### [Work required]
Copy the listing from its first line through the line containing "POLYGON ((179 100, 183", changing "left hand" to "right hand" and keeping everything else the same.

### [Provided records]

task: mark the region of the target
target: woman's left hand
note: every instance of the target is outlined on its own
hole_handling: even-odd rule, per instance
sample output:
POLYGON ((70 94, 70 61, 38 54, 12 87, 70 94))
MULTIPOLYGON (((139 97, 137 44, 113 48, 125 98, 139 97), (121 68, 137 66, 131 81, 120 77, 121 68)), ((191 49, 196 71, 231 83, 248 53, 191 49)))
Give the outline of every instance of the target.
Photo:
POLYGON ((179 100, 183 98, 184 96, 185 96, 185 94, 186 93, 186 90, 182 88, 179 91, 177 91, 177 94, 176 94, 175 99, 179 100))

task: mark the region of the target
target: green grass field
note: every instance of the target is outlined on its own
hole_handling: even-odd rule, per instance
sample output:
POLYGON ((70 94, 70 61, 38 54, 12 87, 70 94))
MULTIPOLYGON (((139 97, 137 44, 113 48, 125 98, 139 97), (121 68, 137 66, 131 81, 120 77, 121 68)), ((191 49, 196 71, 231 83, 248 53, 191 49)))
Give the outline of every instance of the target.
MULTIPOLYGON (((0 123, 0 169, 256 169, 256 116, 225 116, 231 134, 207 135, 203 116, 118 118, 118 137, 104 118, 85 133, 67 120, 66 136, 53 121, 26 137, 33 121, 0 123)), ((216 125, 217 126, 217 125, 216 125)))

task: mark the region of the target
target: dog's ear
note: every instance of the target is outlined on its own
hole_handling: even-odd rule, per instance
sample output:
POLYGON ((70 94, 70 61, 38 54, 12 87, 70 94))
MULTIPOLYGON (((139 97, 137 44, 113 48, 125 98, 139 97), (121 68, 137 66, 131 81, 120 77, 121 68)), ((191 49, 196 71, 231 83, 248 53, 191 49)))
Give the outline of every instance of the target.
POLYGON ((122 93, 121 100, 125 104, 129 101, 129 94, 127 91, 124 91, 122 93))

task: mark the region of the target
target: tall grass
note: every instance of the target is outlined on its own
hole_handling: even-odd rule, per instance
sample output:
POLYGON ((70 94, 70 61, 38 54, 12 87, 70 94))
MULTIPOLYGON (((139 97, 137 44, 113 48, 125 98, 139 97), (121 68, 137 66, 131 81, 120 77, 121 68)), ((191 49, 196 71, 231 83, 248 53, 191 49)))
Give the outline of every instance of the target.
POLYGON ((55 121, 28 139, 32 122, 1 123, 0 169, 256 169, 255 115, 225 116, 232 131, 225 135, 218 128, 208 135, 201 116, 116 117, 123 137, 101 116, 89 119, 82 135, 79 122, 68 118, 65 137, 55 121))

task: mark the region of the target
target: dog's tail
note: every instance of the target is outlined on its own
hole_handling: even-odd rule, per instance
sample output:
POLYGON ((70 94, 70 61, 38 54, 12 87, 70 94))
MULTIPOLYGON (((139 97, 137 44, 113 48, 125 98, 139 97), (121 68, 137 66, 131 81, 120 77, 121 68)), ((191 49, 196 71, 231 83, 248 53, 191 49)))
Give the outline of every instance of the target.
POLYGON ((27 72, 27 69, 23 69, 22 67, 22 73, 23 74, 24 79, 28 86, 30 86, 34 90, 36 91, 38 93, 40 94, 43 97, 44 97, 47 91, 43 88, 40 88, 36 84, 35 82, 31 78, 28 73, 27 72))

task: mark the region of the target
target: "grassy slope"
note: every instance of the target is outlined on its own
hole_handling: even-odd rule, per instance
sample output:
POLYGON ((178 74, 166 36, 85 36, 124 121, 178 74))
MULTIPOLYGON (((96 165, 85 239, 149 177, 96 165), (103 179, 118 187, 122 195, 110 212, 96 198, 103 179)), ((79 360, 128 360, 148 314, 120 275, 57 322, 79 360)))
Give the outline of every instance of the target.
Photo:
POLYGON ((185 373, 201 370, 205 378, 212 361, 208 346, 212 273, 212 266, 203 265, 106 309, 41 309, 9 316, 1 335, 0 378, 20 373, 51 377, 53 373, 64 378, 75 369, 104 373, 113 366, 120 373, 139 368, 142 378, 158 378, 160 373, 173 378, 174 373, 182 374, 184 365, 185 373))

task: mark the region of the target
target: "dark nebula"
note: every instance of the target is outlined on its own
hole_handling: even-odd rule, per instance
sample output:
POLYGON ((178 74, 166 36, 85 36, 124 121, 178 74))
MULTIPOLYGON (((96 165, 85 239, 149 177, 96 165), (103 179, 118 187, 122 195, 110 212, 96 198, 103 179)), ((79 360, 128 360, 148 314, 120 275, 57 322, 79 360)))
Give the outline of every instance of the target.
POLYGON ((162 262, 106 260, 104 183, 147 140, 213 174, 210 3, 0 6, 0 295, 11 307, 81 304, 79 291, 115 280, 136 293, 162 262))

### [Written response]
task: mark the region of the target
target: woman's right hand
note: every instance of the target is outlined on its own
hole_handling: even-odd rule, per instance
sample output:
POLYGON ((70 94, 70 61, 38 54, 12 87, 70 94))
MULTIPOLYGON (((139 97, 137 44, 113 48, 125 98, 139 97), (121 68, 137 66, 131 81, 120 77, 121 68)), ((191 49, 196 71, 231 83, 248 53, 191 49)))
Give the outline of every instance of the target.
Photo:
POLYGON ((179 100, 183 98, 184 96, 185 96, 185 94, 186 93, 186 90, 182 88, 179 91, 177 91, 177 94, 176 94, 175 99, 179 100))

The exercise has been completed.